= Beginning of Section =

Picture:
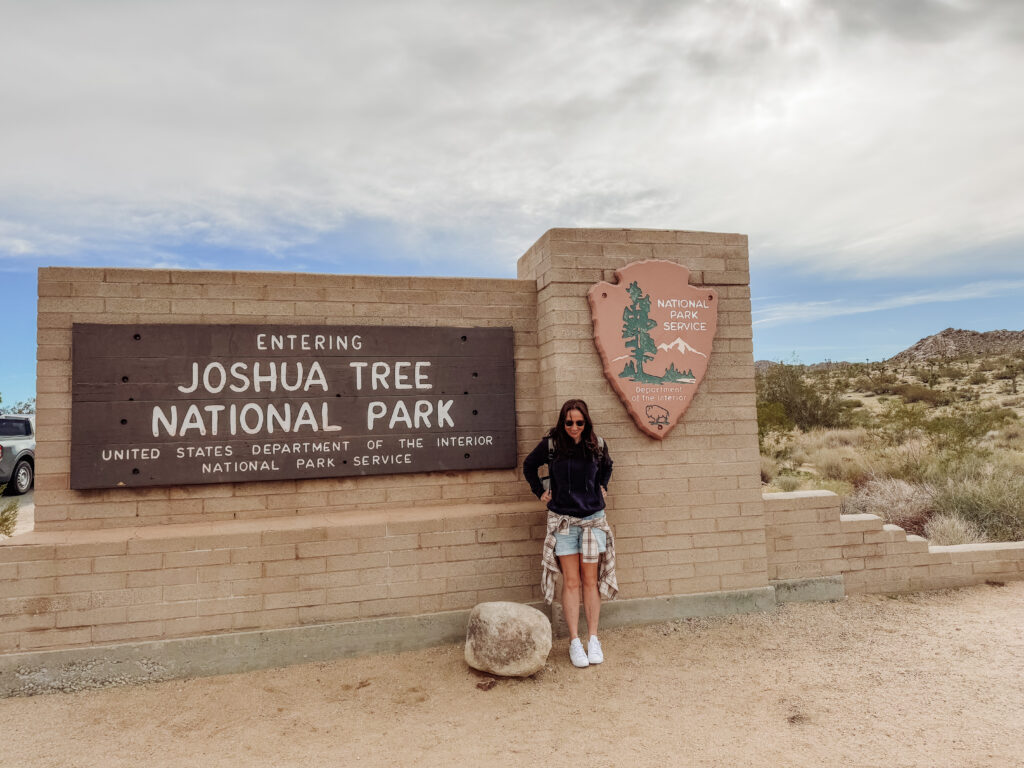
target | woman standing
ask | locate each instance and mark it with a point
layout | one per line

= End of Section =
= Beginning of Section =

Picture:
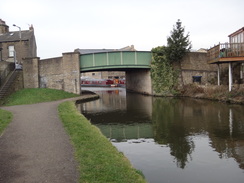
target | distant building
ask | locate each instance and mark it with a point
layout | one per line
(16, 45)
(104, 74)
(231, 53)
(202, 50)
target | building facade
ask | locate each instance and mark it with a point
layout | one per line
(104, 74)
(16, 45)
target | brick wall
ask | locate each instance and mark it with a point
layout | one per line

= End of Section =
= Beginning of Section =

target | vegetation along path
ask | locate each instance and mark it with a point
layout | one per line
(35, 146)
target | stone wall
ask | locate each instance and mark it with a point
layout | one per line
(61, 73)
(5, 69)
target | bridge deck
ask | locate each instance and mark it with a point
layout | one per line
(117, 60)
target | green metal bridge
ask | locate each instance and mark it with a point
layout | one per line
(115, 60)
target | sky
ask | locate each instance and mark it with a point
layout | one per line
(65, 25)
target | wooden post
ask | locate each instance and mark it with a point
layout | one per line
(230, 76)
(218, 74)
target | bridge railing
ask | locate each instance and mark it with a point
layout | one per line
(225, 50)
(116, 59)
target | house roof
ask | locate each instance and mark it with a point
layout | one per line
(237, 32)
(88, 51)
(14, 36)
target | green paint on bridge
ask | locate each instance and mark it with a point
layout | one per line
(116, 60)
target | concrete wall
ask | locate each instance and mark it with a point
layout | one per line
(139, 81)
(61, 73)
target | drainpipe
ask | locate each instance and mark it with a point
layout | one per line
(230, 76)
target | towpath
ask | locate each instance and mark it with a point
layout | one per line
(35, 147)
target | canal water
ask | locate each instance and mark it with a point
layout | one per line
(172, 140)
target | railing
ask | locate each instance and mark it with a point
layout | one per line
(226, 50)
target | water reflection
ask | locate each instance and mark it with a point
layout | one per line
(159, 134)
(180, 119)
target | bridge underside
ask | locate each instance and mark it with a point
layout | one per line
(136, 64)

= End of Section =

• Work required
Your answer should be one number: the count of lines in the records above that contain "building".

• Result of the task
2